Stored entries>
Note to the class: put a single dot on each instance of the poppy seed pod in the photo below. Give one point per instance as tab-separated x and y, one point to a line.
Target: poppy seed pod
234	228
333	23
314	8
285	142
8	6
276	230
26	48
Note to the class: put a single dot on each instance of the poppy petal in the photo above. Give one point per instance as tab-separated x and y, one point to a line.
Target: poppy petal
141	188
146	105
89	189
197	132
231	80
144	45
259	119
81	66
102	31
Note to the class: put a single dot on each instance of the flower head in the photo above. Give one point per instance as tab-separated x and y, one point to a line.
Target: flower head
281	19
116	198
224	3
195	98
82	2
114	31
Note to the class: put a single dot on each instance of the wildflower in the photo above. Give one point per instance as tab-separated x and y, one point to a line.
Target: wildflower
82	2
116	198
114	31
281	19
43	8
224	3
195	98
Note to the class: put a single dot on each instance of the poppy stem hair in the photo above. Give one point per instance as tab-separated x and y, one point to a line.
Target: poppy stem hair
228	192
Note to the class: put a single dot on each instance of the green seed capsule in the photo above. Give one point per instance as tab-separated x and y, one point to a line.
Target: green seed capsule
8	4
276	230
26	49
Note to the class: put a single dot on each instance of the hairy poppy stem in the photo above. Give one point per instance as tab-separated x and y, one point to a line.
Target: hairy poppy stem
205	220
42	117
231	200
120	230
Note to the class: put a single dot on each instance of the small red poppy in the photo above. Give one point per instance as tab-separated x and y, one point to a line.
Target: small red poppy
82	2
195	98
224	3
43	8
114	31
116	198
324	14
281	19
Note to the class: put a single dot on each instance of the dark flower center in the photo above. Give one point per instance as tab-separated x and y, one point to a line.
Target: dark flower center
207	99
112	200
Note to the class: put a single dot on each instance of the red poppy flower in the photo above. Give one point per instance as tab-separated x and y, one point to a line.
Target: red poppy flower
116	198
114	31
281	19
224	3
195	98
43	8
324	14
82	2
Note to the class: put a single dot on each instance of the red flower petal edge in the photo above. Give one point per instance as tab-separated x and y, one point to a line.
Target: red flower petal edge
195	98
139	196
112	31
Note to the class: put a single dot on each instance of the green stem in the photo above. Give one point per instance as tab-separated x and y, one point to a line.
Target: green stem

Goal>
Transcribe the lines above word for word, from the line with "the red poppy" through the last line, including both of those lines.

Response to this exercise>
Note to the class: put a single dot on each instance of the red poppy flower in the photo above. Give one point per instance as tab-separated x and y, one point to a line.
Target: red poppy flower
116	198
114	31
281	19
224	3
195	98
43	8
324	14
82	2
Note to the class: put a single dot on each instance of the red flower petal edge in the photo above. Give one point per instance as tab-separated x and y, one point to a line.
Target: red flower petal edge
195	98
139	196
112	31
Note to the class: put a single dot on each instance of the green stem in the photo above. Give one point per instance as tab-separated x and y, one point to a line.
Target: green stem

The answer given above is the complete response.